» Provided passage
United States v. McKay

Decision Date18 July 1942
Docket NumberNo. 25947.,25947.
Citation45 F. Supp. 1001
PartiesUNITED STATES v. McKAY.
CourtU.S. District Court — Western District of Michigan

COPYRIGHT MATERIAL OMITTED

Nash Adams and Alfred Teton, both of Washington, D. C., for plaintiff.

Eugene L. Garey, of New York City (William R. Rawick, of New York City, of counsel), for defendant.

MILLER, District Judge.

This matter is before me on the defendant's demurrer to the indictment and his motion for a bill of particulars.

The indictment, consisting of two counts, charges the defendant with violations of Section 215 of the Criminal Code, 18 U.S.C. A. § 338, commonly referred to as the Mail Fraud Statute. It alleges in substance that on November 8, 1938, Frank D. Fitzgerald was elected Governer of the State of Michigan; that in both his primary and general election campaigns the major part of the advertising in his behalf was handled and directed by Bass-Luckoff, Inc., a Michigan corporation engaged in the advertising business in Detroit; that on and prior to November 8, 1938, Bass-Luckoff, Inc., had been fully paid for all services rendered and expenditures made by it with respect to both the primary and general election campaigns; that beginning in October, 1938, and continuously thereafter until February, 1939, the defendant Frank D. McKay and one Clarence E. Larson, since deceased, did feloniously devise and intend to devise a scheme and artifice to defraud and for obtaining money by means of false and fraudulent pretenses from Edsel B. Ford by the following means:

(a) By falsely representing that certain political organizations were then heavily indebted to Bass-Luckoff, Inc., for services rendered and amounts expended for campaign advertising in behalf of Fitzgerald, and that moneys obtained from contributors would be used to pay this outstanding indebtedness; where in truth and in fact as the defendant knew said representations were false and fraudulent in that there was at that time no such outstanding indebtedness and that any moneys so obtained from contributors were to be and were actually paid over surreptitiously to the defendant McKay for his own personal use;

(b) that after Bass-Luckoff, Inc., had been paid in full for all amounts owing to it for services rendered and sums expended in connection with said campaigns the defendant would and did cause to be placed on forms bearing the name Bass-Luckoff, Inc., certain invoices purporting to show sums of money then due and owing to Bass-Luckoff, Inc., for services rendered and expenditures made for campaign advertising in behalf of Fitzgerald, and did cause these invoices to be presented to contributors in the false and fraudulent guise of unpaid bills for the purpose of inducing the contributors to pay sums of money to Bass-Luckoff, Inc., in the belief that they were helping to pay off a political indebtedness owing to Bass-Luckoff, Inc.; that Bass-Luckoff, Inc., did not retain the money so paid by contributors but surreptitiously paid it over to defendant McKay for his own personal use:

(c) That the defendant McKay communicated with Harry H. Bennett and requested him to obtain from Edsel B. Ford a contribution towards the expenses of Fitzgerald's campaigns and for the payment of debts allegedly due to Bass-Luckoff, Inc., and presented to Bennett certain of the invoices marked to show indebtedness to Bass-Luckoff, Inc., and represented as being unpaid expenses of the gubernatorial campaigns, whereas in truth and in fact as the defendant knew the amounts represented items of expense previously paid and were false documents prepared for the use in the execution of the scheme described.

» Exercise set
(1) Answer each of these about the McKay court opinion:
(a) Which court issued it?
(b) On what date was Frank D. Fitzgerald elected Governor of Michigan?
(c) Whom did McKay ask to obtain a contribution from Edsel B. Ford?
(2) Carry the McKay court opinion forward, starting after its last sentence.
The records that come after this opinion aren't needed here.

» Information shown
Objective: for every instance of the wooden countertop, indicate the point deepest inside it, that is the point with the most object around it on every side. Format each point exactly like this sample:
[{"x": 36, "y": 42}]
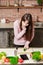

» Response list
(1)
(a) The U.S. District Court for the Western District of Michigan.
(b) November 8, 1938.
(c) Harry H. Bennett.

(2)
The first count then alleges that on or about November 26, 1938, the defendant did cause the United States mails to be used for the purpose of executing said scheme and artifice, specifically referring to and relying upon the mailing by the Union Bank of Michigan of Grand Rapids, Michigan, to the National Bank of Detroit, at Detroit, Michigan, of a cashier's check of the Detroit Bank of Detroit, Michigan, dated November 18, 1938, in the amount of $5,000 payable to the order of Frank McKay and endorsed by him. The second count charges the same scheme and artifice to defraud and then alleges that on or about the 1st of December, 1938, the defendant caused the United States mails to be used for the purpose of executing said scheme and artifice to defraud, specifically referring to and relying upon a mailing by the Union Bank of Michigan at Grand Rapids, Michigan, to the National Bank of Detroit, at Detroit, Michigan, of a check of Bass-Luckoff, Inc., drawn on the Detroit Bank of Detroit, Michigan, in the amount of $3,068 payable to the order of cash and endorsed by McKay. Photostatic copies of the two checks together with the endorsements on the reverse sides thereof are made parts of the respective counts of the indictments.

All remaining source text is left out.